A complete and exact copy of the entries below is the expected result.

━━ RAW DATA ━━

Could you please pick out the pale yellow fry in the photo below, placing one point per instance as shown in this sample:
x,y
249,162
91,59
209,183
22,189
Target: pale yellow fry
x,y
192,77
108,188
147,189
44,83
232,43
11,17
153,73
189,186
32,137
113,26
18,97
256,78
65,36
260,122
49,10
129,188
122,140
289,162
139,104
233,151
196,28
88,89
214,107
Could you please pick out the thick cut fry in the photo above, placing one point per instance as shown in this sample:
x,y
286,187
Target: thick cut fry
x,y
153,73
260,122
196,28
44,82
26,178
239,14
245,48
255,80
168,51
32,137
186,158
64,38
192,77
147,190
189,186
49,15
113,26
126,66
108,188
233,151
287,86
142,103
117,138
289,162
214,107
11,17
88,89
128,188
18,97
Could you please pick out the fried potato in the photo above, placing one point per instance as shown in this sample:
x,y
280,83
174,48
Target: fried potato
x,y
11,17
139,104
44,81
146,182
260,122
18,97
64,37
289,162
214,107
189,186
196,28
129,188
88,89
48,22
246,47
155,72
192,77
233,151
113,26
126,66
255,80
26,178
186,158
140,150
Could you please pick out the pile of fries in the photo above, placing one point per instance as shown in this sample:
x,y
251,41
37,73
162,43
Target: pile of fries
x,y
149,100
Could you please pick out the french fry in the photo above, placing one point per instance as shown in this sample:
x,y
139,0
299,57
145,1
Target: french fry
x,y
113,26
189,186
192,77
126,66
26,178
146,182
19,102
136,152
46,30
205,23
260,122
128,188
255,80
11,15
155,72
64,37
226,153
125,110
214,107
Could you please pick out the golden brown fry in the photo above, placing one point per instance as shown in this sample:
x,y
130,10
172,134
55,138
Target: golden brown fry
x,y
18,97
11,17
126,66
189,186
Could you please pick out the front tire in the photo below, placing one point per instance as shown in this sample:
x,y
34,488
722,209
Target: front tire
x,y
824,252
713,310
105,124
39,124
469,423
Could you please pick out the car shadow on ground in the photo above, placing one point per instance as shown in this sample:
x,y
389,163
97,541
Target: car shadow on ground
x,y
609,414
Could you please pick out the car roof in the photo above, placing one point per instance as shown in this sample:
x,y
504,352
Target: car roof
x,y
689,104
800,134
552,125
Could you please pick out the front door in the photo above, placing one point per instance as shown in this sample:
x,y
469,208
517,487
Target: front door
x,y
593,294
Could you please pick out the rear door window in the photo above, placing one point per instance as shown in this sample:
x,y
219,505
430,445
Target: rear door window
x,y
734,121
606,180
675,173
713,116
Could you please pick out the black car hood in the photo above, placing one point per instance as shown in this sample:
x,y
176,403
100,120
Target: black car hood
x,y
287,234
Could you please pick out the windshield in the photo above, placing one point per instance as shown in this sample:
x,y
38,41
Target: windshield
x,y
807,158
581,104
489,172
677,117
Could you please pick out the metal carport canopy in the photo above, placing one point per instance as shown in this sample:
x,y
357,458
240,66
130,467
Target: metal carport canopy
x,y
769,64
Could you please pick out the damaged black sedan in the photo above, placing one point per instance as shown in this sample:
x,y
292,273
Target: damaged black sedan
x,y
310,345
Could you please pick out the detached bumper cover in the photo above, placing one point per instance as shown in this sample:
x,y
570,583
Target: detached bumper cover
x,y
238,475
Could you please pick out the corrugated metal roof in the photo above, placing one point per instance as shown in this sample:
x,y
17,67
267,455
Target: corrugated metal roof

━━━

ANSWER TO THIS EXERCISE —
Could you please pick out the pale yellow fry in the photo below, placing one point per instance as shown in this sample:
x,y
249,162
91,59
209,183
22,189
Target: pale yellow fry
x,y
192,77
108,188
147,189
44,83
232,43
11,17
153,73
189,186
32,137
113,26
18,97
256,78
65,36
260,122
49,10
129,188
122,140
289,162
139,104
233,151
196,28
88,89
214,107
Could you please pick out the thick cut fry in the photo above, placing one point per instance as shown in this sample:
x,y
286,187
Target: thick cut fry
x,y
153,73
260,122
196,28
44,82
26,178
239,14
245,48
255,80
168,51
32,137
186,158
64,38
192,77
147,190
189,186
49,15
113,26
126,66
108,188
233,151
287,86
142,103
117,138
289,162
214,107
11,17
88,89
128,188
18,97
Could you please pick out the fried potato in the photo above, placing one point per instance as shown in this sample:
x,y
280,83
174,48
Target: fried potato
x,y
11,17
139,104
44,81
146,182
260,122
18,97
64,37
289,162
214,107
189,186
196,28
129,188
88,89
48,22
246,47
155,72
192,77
233,151
113,26
126,66
255,80
26,178
186,158
140,150
Could you please pick out the pile of fries in the photo above, placing one point per instance as shown in this sample:
x,y
251,41
37,73
162,43
Target: pile of fries
x,y
149,100
Could you please pick out the french fry in the photo above, placing one point per instance as shown in this sample:
x,y
139,0
299,57
145,1
Target: french fry
x,y
113,26
189,186
192,77
126,66
26,178
146,182
19,102
136,152
46,30
205,23
260,122
128,188
255,80
11,15
155,72
64,37
226,153
125,110
214,107
Could you please pick out the golden brown fry in the photo above, placing one point per instance as shown in this sample:
x,y
130,10
172,134
55,138
Target: golden brown fry
x,y
18,97
11,17
126,66
189,186
Could you please pick out the front tire in the photo below, placing one point per instance as shown in this sample:
x,y
34,488
722,209
Target: front tire
x,y
824,252
713,310
105,124
39,124
469,423
Could you please pick out the car shadow on ground in the photo above, placing one point per instance as shown in this sample:
x,y
389,163
97,541
Target: car shadow on ground
x,y
609,414
Could you please pick out the car roof in the photo above, placing one point per instance as shown in this sample:
x,y
504,352
Target: car roof
x,y
689,104
800,134
552,125
Could you please pick out the front door in the photo above, placing one point per instance as shown in this sample:
x,y
469,208
517,487
Target: front door
x,y
593,294
Could you please pick out the rear door window in the photo above, placing one point per instance as shown in this sample:
x,y
219,505
430,445
Target: rear door window
x,y
734,121
606,180
675,173
713,116
Could you please pick out the black car hood in the photo above, placing one point per instance as shown in this sample:
x,y
176,403
100,120
Target: black car hood
x,y
287,234
Could you please pick out the windshield in the photo above, placing one point per instance as shown in this sample:
x,y
38,41
Target: windshield
x,y
807,158
581,104
489,172
677,117
Could you please pick out the metal carport canopy in the photo above, placing one point per instance as shown in this sample:
x,y
357,458
240,66
130,467
Target: metal carport canopy
x,y
769,64
Could you please pick out the damaged black sedan in the photo above, placing one point per instance as shown in this sample:
x,y
292,273
Target: damaged black sedan
x,y
310,345
Could you please pick out the detached bumper cover in the photo above, placing one point per instance as shown in this sample:
x,y
570,583
Target: detached bumper cover
x,y
238,475
Could you please pick out the corrugated metal roof in the photo above, placing one point per instance as shown in this sample:
x,y
17,67
267,455
Target: corrugated metal roof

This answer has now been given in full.